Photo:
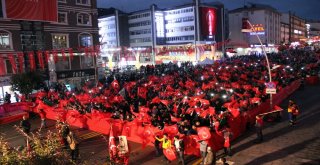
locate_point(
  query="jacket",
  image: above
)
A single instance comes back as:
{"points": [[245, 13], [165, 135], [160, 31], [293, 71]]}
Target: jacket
{"points": [[165, 143]]}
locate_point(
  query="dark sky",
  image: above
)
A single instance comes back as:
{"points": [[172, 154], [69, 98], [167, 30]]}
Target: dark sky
{"points": [[309, 9]]}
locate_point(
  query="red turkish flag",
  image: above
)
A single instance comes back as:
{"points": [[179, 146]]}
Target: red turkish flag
{"points": [[34, 10], [32, 61], [13, 63], [204, 133], [21, 61], [70, 53], [170, 154], [46, 56], [55, 55], [64, 58], [115, 85], [2, 66], [40, 59], [112, 145], [142, 92]]}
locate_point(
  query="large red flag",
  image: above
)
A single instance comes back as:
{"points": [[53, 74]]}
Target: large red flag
{"points": [[142, 92], [46, 56], [2, 67], [32, 61], [13, 63], [21, 61], [64, 58], [40, 59], [55, 55], [70, 53], [115, 85], [112, 145]]}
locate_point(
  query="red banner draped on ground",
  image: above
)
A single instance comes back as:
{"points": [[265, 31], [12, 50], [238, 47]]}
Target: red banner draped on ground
{"points": [[21, 61]]}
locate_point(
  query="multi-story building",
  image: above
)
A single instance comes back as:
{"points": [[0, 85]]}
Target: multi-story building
{"points": [[73, 24], [113, 33], [284, 33], [297, 26], [175, 34], [266, 23]]}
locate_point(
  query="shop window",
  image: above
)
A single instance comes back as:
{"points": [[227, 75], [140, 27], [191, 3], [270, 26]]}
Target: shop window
{"points": [[5, 40]]}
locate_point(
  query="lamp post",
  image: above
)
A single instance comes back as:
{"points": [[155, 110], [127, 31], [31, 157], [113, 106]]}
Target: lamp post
{"points": [[264, 53]]}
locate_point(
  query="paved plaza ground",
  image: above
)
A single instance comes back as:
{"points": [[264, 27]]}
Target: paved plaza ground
{"points": [[283, 144]]}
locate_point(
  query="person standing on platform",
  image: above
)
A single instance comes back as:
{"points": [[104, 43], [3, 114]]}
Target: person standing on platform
{"points": [[203, 150], [166, 144], [179, 145], [210, 158], [227, 145], [157, 146], [43, 119], [73, 144], [290, 107], [25, 125], [295, 113], [17, 97], [259, 125]]}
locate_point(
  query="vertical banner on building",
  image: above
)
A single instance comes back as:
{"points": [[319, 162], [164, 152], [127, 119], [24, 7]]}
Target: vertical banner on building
{"points": [[40, 59], [208, 17], [55, 55], [13, 63], [97, 50], [34, 10], [46, 56], [32, 61], [70, 50], [64, 58], [21, 61], [2, 66]]}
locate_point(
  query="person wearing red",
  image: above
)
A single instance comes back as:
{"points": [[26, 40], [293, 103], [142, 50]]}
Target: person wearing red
{"points": [[259, 125], [43, 119], [227, 146]]}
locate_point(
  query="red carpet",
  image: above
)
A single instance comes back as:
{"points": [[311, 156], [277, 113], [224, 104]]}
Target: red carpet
{"points": [[9, 117]]}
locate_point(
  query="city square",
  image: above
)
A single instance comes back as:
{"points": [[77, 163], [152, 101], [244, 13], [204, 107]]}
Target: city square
{"points": [[199, 82]]}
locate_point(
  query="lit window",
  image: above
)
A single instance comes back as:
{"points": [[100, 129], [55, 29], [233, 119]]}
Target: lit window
{"points": [[85, 40], [83, 19], [5, 38], [63, 18], [59, 41], [83, 2]]}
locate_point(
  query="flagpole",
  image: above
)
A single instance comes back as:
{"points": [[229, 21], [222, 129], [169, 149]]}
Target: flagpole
◇ ◇ ◇ ◇ ◇
# Short task
Reproduce all the records verbatim, excluding images.

# Task result
Photo:
locate_point(
  query="jacket",
  image: above
)
A single instance comes back as:
{"points": [[245, 13], [165, 135], [160, 31], [293, 71]]}
Target: jacket
{"points": [[165, 143]]}
locate_point(
  query="dark sky",
  image: above
)
A single instance comes back as:
{"points": [[172, 154], [69, 98], [167, 30]]}
Target: dark sky
{"points": [[309, 9]]}
locate_point(
  query="red turkish flag",
  image: above
)
A single instance comes back as:
{"points": [[179, 146]]}
Target: red turkish flag
{"points": [[34, 10], [32, 61], [13, 63], [204, 133], [21, 61], [70, 53], [170, 154], [46, 56], [55, 55], [64, 58], [115, 85], [2, 66], [40, 59], [112, 145], [142, 92]]}
locate_point(
  query="large red flag",
  image: above
)
A single instance comes back as:
{"points": [[53, 74]]}
Target: large red flag
{"points": [[142, 92], [46, 56], [2, 67], [32, 61], [13, 63], [21, 61], [64, 58], [40, 59], [55, 55], [70, 53], [115, 85], [112, 145]]}
locate_point(
  query="red banner draped on ground",
  image: above
)
A single instance comes back as:
{"points": [[265, 31], [12, 50], [238, 47]]}
Target: red banner draped on ground
{"points": [[21, 61]]}
locate_point(
  query="multi-story building",
  image: above
)
A single instance comes back as:
{"points": [[0, 85]]}
Target: multi-story building
{"points": [[73, 24], [113, 33], [284, 33], [297, 26], [175, 34], [266, 23]]}
locate_point(
  query="shop window",
  image: above
)
A single instance comes back as:
{"points": [[227, 75], [140, 27], [191, 3], [270, 26]]}
Target: shop window
{"points": [[5, 40]]}
locate_point(
  query="lamp post",
  image: above
)
A single instance comes back as:
{"points": [[155, 110], [127, 31], [31, 157], [113, 106]]}
Target: lamp post
{"points": [[264, 53]]}
locate_point(
  query="paved plaza ground",
  image: above
)
A single instance comes back as:
{"points": [[264, 27]]}
Target: paved plaza ground
{"points": [[283, 144]]}
locate_point(
  query="person standing on platform",
  image: above
)
A single instance comes back as:
{"points": [[104, 43], [3, 114]]}
Target: person standing on platform
{"points": [[203, 150], [166, 144], [179, 145], [210, 158], [227, 145], [157, 146], [43, 119], [73, 144], [290, 107], [25, 125], [295, 113], [17, 97], [259, 125]]}
locate_point(
  query="vertical banner on building",
  image: above
)
A single instance comes back as:
{"points": [[319, 162], [164, 152], [127, 119], [24, 7]]}
Target: vertical banner on building
{"points": [[40, 59], [208, 17], [55, 55], [13, 63], [97, 50], [34, 10], [46, 56], [32, 61], [70, 50], [64, 58], [21, 61], [2, 66]]}
locate_point(
  query="person wearing red",
  image: above
)
A single instance comes back as:
{"points": [[26, 40], [293, 103], [142, 50]]}
Target: person wearing red
{"points": [[259, 125], [43, 119], [227, 146]]}
locate_point(
  query="red carpet",
  image: above
)
A single instance comes back as:
{"points": [[311, 156], [277, 113], [224, 104]]}
Target: red carpet
{"points": [[9, 117]]}
locate_point(
  query="city square",
  image: above
)
A single instance comes back as:
{"points": [[77, 163], [152, 101], [244, 13], [204, 107]]}
Target: city square
{"points": [[199, 82]]}
locate_point(
  query="lit window",
  image: above
)
A single instance comes back as:
{"points": [[100, 129], [55, 29], [233, 119]]}
Target: lit window
{"points": [[85, 40], [83, 19], [5, 38], [63, 18], [59, 41], [83, 2]]}
locate_point(
  query="flagpole",
  image: above
)
A single instance comes back as:
{"points": [[229, 21], [222, 129], [169, 149]]}
Target: flagpole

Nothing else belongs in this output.